PROBLEM: In your copy, leave out all pictures and reproduce every entry exactly.
---------- MATERIAL FOR THIS EXERCISE ----------
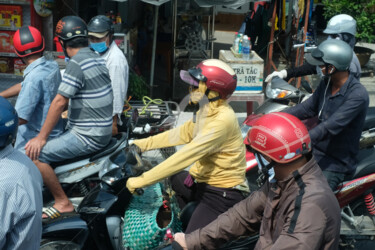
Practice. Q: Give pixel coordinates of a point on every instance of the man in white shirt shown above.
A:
(101, 40)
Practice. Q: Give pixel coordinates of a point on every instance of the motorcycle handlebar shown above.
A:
(176, 246)
(139, 191)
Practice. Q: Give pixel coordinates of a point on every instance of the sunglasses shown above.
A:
(192, 88)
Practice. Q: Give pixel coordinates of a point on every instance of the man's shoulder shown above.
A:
(46, 68)
(357, 87)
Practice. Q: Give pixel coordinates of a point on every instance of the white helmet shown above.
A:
(342, 23)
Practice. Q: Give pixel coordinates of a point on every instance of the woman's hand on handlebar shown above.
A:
(180, 239)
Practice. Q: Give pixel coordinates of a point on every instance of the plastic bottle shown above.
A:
(118, 18)
(246, 48)
(234, 40)
(236, 44)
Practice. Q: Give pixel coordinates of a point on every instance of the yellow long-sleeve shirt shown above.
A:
(214, 146)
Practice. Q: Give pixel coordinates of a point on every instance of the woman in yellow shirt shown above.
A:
(214, 146)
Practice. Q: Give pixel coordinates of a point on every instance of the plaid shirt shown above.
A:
(341, 118)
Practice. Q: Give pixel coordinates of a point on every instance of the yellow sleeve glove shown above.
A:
(177, 136)
(207, 141)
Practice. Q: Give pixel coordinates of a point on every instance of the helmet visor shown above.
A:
(186, 77)
(315, 57)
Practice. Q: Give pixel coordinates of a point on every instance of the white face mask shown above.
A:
(331, 37)
(271, 172)
(319, 72)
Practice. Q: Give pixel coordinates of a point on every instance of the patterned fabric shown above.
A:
(141, 230)
(87, 83)
(119, 73)
(341, 117)
(21, 201)
(41, 81)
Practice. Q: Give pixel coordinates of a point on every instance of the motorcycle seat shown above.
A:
(370, 119)
(366, 163)
(112, 146)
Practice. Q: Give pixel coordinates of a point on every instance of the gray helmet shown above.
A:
(335, 52)
(341, 24)
(99, 25)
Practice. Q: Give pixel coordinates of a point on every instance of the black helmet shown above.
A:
(100, 25)
(8, 123)
(70, 27)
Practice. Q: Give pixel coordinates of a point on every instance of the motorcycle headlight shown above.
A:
(112, 176)
(276, 93)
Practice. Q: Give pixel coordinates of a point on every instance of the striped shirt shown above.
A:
(21, 201)
(87, 83)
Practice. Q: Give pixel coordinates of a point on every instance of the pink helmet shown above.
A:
(280, 136)
(217, 75)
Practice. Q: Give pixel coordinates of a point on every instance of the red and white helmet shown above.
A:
(27, 41)
(280, 136)
(217, 75)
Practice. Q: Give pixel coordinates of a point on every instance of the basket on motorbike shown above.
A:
(155, 116)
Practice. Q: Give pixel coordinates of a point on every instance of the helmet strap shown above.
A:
(263, 170)
(64, 49)
(212, 99)
(305, 150)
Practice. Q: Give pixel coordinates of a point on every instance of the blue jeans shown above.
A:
(334, 178)
(66, 146)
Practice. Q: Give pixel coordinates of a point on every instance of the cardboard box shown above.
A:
(6, 41)
(249, 72)
(10, 16)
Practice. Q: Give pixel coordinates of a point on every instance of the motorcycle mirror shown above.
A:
(306, 86)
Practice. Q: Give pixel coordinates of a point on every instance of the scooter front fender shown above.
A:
(68, 229)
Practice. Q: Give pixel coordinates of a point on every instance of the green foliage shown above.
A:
(137, 86)
(363, 11)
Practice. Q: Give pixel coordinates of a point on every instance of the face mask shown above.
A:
(333, 37)
(263, 163)
(196, 94)
(99, 47)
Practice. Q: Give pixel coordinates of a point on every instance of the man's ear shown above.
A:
(332, 69)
----------
RESPONSE:
Practice. Q: Give pixel coordinates of a point on every instance of the man in white shirt shown above.
A:
(101, 40)
Practice. Q: Give pixel coordinates of a point on every instance of the motorcycle handlebar shown above.
A:
(176, 246)
(139, 191)
Practice. Q: Give pixel coordinates of a point on every instance of the sunglasses shown above.
A:
(192, 88)
Practice. Q: Give pixel coordinates of a point on every instance of the man's shoulder shown above.
A:
(46, 68)
(357, 87)
Practice. Q: Give pixel coordinates of a point on every instance of the white helmet shown above.
A:
(342, 23)
Practice. Q: Give pixel coordinates of a point on every instance of the woman's hand on handlebar shown above.
A:
(180, 239)
Practice. Q: Give pixel coordinates of a point on every instance of the plastic bottle shown above.
A:
(118, 18)
(246, 48)
(234, 40)
(236, 44)
Practice. Q: Give pixel coordinates of a point on every instance of the yellow long-sleeve shirt shown above.
A:
(214, 146)
Practice. Q: Give pixel coordinates of a point on every instance of the woman in yellow shirt shown above.
A:
(214, 146)
Practice. Q: Give pixel coordinates of a point on every instance of the plaid shirt shown above.
A:
(341, 118)
Practice. Q: Give pixel coordinates of a point on every instance of the yellow sleeve glove shown above.
A:
(177, 136)
(207, 141)
Practice. Q: Give pixel coordinates of a point on every instance of the helmet visor shown above.
A:
(186, 77)
(315, 57)
Practice. Q: Give pixel coordinates of a point on every instance of the white face mask shown above.
A:
(331, 37)
(271, 172)
(319, 72)
Practice. Q: Give pixel coordinates of a point on every instance of the patterned fabric shown above.
A:
(141, 230)
(87, 83)
(119, 73)
(341, 117)
(21, 201)
(41, 81)
Practice. Q: Give pixel coordinates of a point on every instance of the motorcycle seat shown above.
A:
(370, 119)
(366, 163)
(112, 146)
Practice. Q: Give pixel coordinates of a point on every instance of the gray helmet shown above.
A:
(335, 52)
(341, 24)
(99, 25)
Practice. Q: Give pixel coordinates of a point on every instance of the black helmet shown above.
A:
(100, 25)
(8, 123)
(70, 27)
Practice. Q: Give pixel coordinates of a point on every instance of the motorcycle headlight shown above.
A:
(112, 176)
(276, 93)
Practice. Q: Give pixel coordinates of a point on every instance of the striped shirt shown above.
A:
(21, 201)
(87, 83)
Practice. Q: Give pixel coordinates of a point on every instance of the pink helmet shown above.
A:
(280, 136)
(217, 75)
Practice. Q: Give pixel coordinates of a point on every instance of the red and white helmet shown above.
A:
(27, 41)
(280, 136)
(217, 75)
Practice. Q: Give pixel coordinates of a point on every instance of the basket on motorbike shown above.
A:
(155, 116)
Practice. Q: Give pixel coordinates of a point on every instance of the helmet strap shown above.
A:
(263, 170)
(64, 49)
(212, 99)
(305, 150)
Practice. Q: Give pixel coordinates of a point on every instance of the blue jeans shown above.
A:
(334, 178)
(66, 146)
Practice. Q: Give pixel coordinates of a point on every instance of the cardboard box shown above.
A:
(6, 41)
(249, 72)
(10, 16)
Practice. Q: Give pixel coordinates of a point on every instance of the motorcycle mirror shown above.
A:
(306, 86)
Practice. Q: Give pixel coordinates of a point on every instance of the scooter front fender shown above.
A:
(68, 229)
Practice. Q: Give pixel coordinates of a point on every instance of the green foliage shown above.
A:
(137, 86)
(363, 11)
Practice. Q: Give pixel coordinates of a point on every instance of the face mask shown above.
A:
(333, 37)
(263, 163)
(196, 94)
(99, 47)
Practice. Q: Give pixel coordinates of a point on every instance of the man's ear shown above.
A:
(332, 69)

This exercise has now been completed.